§ Text
>>>
The current recession has aggravated the situation. Unemployment has gone up; real wages of workers have fallen, while pension rights of middle-aged diminished. The collapse of the financial market has severely hit the small investors and pension fund of workers. The government policies not only failed to mitigate the rising disparity, many of their measures (like tax rebates, bailout package for banks, etc) were, in fact, tilted in favor of the rich. An indication of the rising income disparity is reflected by the fact that the highest paid chief executive of a company (Discovery Communications) in Washington DC area earned twice as much as the US President, his cabinet, Vice President, Supreme Court Judges, leaders of the House and entire Senate. In 2010 he made $42.6 million as against President’s pay cheque of $400,000.

  • Misplaced Faith in Private Sector: Advocates of the free economy paint the behavior of individuals and private institutions as more rationale, logical and just than that of the state. This myth has been dispelled by the inappropriate behavior of some leading corporate executives, banks and private institutions that contributed significantly in the collapse of the financial market in 2007-2008, fueling to the current crisis.
<<<
§ Recorded data
>>>
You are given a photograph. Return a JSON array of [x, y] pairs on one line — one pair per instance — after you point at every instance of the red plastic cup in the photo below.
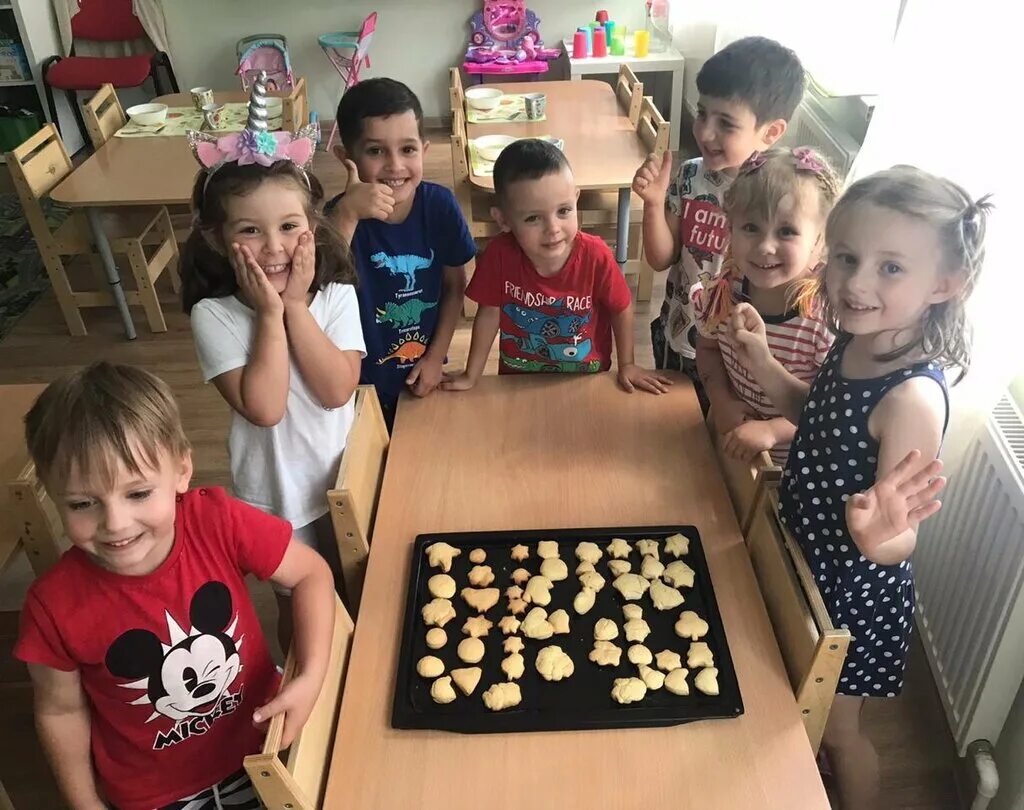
[[579, 45]]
<<<
§ Objectives
A) In the passage on income disparity, repeat the stretch from "The current recession" through "cheque of $400,000.", switching "recession" to "downturn".
B) Answer these questions from the passage on income disparity:
(i) Which company did the highest-paid chief executive in the Washington DC area head?
(ii) How much did that executive make in 2010?
(iii) In which years did the financial market collapse?
C) Recast as a bulleted list the paragraph of the passage on income disparity that begins "The current recession has aggravated," keeping its main facts.

§ Outputs in order
A)
The current downturn has aggravated the situation. Unemployment has gone up; real wages of workers have fallen, while pension rights of middle-aged diminished. The collapse of the financial market has severely hit the small investors and pension fund of workers. The government policies not only failed to mitigate the rising disparity, many of their measures (like tax rebates, bailout package for banks, etc) were, in fact, tilted in favor of the rich. An indication of the rising income disparity is reflected by the fact that the highest paid chief executive of a company (Discovery Communications) in Washington DC area earned twice as much as the US President, his cabinet, Vice President, Supreme Court Judges, leaders of the House and entire Senate. In 2010 he made $42.6 million as against President’s pay cheque of $400,000.

B)
(i) Discovery Communications
(ii) $42.6 million
(iii) 2007-2008

C)
- The current recession has made the situation worse.
- Unemployment has risen, workers' real wages have fallen, and middle-aged people's pension rights have shrunk.
- The financial market's collapse hit small investors and workers' pension funds hard.
- Government policies failed to ease the growing disparity. Many measures, such as tax rebates and bank bailouts, favored the rich.
- Example: the highest-paid chief executive in the Washington DC area (Discovery Communications) earned twice as much as the US President, his cabinet, the Vice President, Supreme Court Judges, House leaders and the entire Senate.
- In 2010 that executive made $42.6 million, against the President's $400,000.